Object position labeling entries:

• • • • • • •

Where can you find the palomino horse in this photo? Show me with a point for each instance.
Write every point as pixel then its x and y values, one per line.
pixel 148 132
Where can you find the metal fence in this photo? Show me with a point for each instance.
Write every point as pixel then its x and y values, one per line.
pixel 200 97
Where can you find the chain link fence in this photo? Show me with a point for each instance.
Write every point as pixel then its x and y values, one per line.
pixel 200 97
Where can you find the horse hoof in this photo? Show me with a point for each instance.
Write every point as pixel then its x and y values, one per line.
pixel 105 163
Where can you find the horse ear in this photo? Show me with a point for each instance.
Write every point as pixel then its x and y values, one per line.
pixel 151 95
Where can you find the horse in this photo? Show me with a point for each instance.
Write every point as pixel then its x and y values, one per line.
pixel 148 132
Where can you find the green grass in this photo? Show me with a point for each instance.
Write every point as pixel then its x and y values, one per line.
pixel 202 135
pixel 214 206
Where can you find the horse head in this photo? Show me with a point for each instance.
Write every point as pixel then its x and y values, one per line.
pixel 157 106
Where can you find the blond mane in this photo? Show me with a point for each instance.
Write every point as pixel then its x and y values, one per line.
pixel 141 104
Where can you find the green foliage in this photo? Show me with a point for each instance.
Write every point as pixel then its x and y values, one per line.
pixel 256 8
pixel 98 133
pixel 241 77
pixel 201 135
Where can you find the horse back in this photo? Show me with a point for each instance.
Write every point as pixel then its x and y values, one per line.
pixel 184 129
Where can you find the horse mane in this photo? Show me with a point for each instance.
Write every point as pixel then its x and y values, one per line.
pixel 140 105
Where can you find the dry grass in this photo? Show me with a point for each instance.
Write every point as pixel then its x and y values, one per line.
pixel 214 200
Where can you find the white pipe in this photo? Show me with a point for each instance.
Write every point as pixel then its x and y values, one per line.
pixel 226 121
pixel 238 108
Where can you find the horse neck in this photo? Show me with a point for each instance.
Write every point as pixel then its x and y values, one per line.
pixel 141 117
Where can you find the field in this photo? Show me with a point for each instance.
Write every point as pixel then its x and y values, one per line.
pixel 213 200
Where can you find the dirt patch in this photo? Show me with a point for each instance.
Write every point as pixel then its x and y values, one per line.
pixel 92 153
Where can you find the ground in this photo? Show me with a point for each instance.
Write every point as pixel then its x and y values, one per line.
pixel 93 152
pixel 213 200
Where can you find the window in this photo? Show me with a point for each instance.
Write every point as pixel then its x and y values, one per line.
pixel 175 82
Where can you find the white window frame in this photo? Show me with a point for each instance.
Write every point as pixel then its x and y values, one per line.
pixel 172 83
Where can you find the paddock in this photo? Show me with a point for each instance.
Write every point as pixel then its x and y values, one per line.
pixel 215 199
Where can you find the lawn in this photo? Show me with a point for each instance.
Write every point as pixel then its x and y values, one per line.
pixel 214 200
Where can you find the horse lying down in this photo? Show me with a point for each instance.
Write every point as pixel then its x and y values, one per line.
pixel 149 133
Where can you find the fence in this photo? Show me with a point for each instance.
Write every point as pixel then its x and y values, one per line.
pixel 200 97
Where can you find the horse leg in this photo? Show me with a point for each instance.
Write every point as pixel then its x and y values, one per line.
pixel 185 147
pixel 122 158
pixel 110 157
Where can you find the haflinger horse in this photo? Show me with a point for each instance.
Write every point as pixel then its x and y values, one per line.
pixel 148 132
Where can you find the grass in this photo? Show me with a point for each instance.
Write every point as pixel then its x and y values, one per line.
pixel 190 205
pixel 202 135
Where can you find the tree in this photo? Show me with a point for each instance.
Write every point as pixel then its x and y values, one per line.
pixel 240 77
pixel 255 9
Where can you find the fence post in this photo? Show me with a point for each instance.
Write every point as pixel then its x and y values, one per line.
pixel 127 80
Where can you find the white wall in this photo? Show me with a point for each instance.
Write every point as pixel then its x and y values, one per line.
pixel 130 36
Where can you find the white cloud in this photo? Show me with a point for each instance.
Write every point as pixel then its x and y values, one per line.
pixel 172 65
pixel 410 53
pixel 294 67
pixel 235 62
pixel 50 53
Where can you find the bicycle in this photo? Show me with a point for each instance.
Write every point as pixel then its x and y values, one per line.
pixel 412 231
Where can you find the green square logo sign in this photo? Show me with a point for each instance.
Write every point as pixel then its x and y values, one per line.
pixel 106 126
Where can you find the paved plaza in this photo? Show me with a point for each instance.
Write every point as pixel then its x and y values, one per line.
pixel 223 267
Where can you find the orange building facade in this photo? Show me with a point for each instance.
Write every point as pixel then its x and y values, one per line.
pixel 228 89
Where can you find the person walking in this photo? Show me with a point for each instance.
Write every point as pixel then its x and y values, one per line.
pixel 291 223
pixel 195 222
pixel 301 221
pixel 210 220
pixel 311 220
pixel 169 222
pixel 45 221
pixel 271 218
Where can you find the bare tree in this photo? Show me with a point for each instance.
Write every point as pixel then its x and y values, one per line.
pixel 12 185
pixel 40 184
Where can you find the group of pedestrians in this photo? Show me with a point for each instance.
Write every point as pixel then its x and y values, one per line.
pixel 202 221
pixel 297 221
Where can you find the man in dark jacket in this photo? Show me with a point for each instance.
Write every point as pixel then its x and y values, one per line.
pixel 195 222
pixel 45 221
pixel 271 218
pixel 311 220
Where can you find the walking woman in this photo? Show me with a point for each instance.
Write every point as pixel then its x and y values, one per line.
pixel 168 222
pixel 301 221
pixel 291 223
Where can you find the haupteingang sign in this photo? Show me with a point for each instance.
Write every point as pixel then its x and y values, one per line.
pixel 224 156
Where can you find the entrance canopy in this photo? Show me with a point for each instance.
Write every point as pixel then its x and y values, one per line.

• • • • • • •

▸ **What is asked**:
Please update all the entries above by replacing every "one per line" with "each on its own line" and leaving everything else unchanged.

▸ **Exercise output**:
Where can you find the palomino horse in this photo? Show me with a point for each instance.
Write every point as pixel then its x and y values, each on its own line.
pixel 148 132
Where can you find the metal fence in this photo? Show me with a point for each instance.
Write every point as pixel then its x and y values, each on its own line.
pixel 200 97
Where can you find the chain link fence in this photo? Show me with a point for each instance.
Write every point as pixel then its x and y values, each on its own line.
pixel 200 97
Where can you find the horse hoof in this photo? Show me with a point for each instance.
Write every point as pixel then its x and y values, each on its own line.
pixel 105 163
Where can you find the horse ear in this photo? Show me with a point for each instance.
Write every point as pixel then its x and y values, each on its own line.
pixel 151 95
Where can you find the horse in this photo? Show me with a point for each instance.
Write every point as pixel then its x and y values, each on its own line.
pixel 148 132
Where can you find the green grass in this photo? Show me with a point for each instance.
Write every point as pixel then its x and y values, each on its own line.
pixel 202 135
pixel 214 206
Where can you find the horse head in this photo? Show me with a point for each instance.
Write every point as pixel then its x and y values, each on its own line.
pixel 157 106
Where can you find the blond mane in this photo? Show me with a point for each instance.
Write every point as pixel then its x and y values, each on its own line.
pixel 141 104
Where can you find the green foliage in this photo? Show me with a point for each instance.
Write every point as pixel then its x and y values, each on its own line.
pixel 256 8
pixel 98 133
pixel 241 77
pixel 201 135
Where can you find the horse back in this photo? Show me with a point for each instance.
Write every point as pixel then its x and y values, each on its own line.
pixel 184 129
Where can you find the horse mane in this photo? Show me with a point for each instance.
Write every point as pixel then its x and y values, each on its own line.
pixel 140 105
Where can you find the dry grass in this photo? Show me with a point for each instance.
Write every point as pixel then its x and y values, each on its own line.
pixel 214 200
Where can you find the white pipe in this photo? Show me with a point for each instance.
Write every point as pixel then its x and y values, each on its own line.
pixel 226 121
pixel 238 108
Where can you find the horse neck in this photo? Show me with a point for each instance.
Write every point as pixel then its x and y values, each on its own line.
pixel 141 117
Where can you find the field in this photo? Show me with a point for each instance.
Write every point as pixel then its x and y values, each on its own line.
pixel 213 200
Where can you find the dirt patch in this photo? Show me with a point for each instance.
Write every point as pixel then its x and y values, each on its own line.
pixel 92 153
Where can you find the ground in this photo? Show me with a point for each instance.
Write every point as pixel then its x and y values, each on its own line.
pixel 93 152
pixel 213 200
Where can you find the window in this photo? Show me with a point for each instance.
Write every point as pixel then its x and y values, each on its own line.
pixel 175 82
Where can you find the white window frame in this photo? Show me with a point for each instance.
Write every point as pixel then its x and y values, each on its own line.
pixel 172 83
Where can you find the paddock in this photo? Show me with a point for each instance.
Write every point as pixel then its x and y values, each on its own line.
pixel 215 199
Where can you find the lawn in this photo? Show me with a point for each instance.
Write every point as pixel then its x and y values, each on its own line.
pixel 214 200
Where can you find the horse lying down in this photo? Show me with a point for each instance.
Write every point as pixel then its x and y values, each on its own line.
pixel 149 133
Where can you find the fence in this photo? Show me with a point for each instance.
Write every point as pixel then its x and y values, each on its own line.
pixel 200 97
Where can you find the horse leg in this photo? Show me with a point for each instance.
Write every point as pixel then its x and y values, each on its own line.
pixel 185 147
pixel 122 158
pixel 110 157
Where can you find the haflinger horse in this photo? Show me with a point for each instance.
Write every point as pixel then its x and y values, each on its own line.
pixel 148 132
Where can you find the grass in this photo? Show me with a point for each instance.
Write every point as pixel then its x and y values, each on its own line.
pixel 190 205
pixel 202 135
Where can you find the tree in this photo? Show me with a point for each instance.
Write every point as pixel then its x and y values, each on its own line.
pixel 240 77
pixel 255 9
Where can you find the fence post in this photo? Show me with a point for each instance.
Write every point as pixel then its x and y values, each on its own line.
pixel 127 80
Where can you find the white wall in this photo? Show me with a point for each instance.
Write every point as pixel then its x and y values, each on its own line.
pixel 130 36
Where can you find the white cloud in this photo? Show me with a point for each instance.
Write every point as pixel then its x and y values, each on its own line.
pixel 172 65
pixel 410 53
pixel 294 67
pixel 235 62
pixel 50 53
Where can you find the bicycle in this photo? Show me with a point for each instance.
Write every point as pixel then its x and y values, each on its own line.
pixel 412 231
Where can you find the green square logo sign in this photo? Show me with a point for each instance.
Write every point as pixel then its x and y values, each on its own line.
pixel 106 126
Where can you find the paved plaza in this photo? Show me with a point for each instance.
Write every point as pixel then its x and y values, each on its own line.
pixel 223 267
Where can you find the orange building facade in this photo? Show me with a point for each instance.
Write every point as pixel then its x and y values, each on its own line.
pixel 228 89
Where can you find the person walking in this photo? Show me with a point for each instance.
Write every point as pixel then its x and y values, each on its own line.
pixel 291 223
pixel 195 222
pixel 301 221
pixel 210 220
pixel 311 220
pixel 169 222
pixel 45 221
pixel 271 218
Where can you find the bare tree in this photo? Show me with a point for each instance.
Write every point as pixel then its x and y values, each on its own line.
pixel 12 185
pixel 40 184
Where can you find the group of pedestrians in this photo? Show me with a point for each instance.
Write every point as pixel then its x and y values, each on its own line.
pixel 202 221
pixel 297 221
Where can you find the man in dark jacket in this photo? Show me with a point for each instance.
Write every point as pixel then its x and y values, each on its own line.
pixel 195 222
pixel 45 221
pixel 271 218
pixel 311 220
Where can you find the walking woman in this photo? Show me with a point for each instance.
Write every point as pixel then its x and y values, each on its own line.
pixel 168 222
pixel 301 221
pixel 291 223
Where can you find the haupteingang sign in this photo? Show me with a point for each instance.
Write every point as pixel then its x and y values, each on its own line.
pixel 224 156
Where can you find the entrance canopy in this photo? Show me with a point for each instance.
Write every point as pixel then its x and y values, each on its own line.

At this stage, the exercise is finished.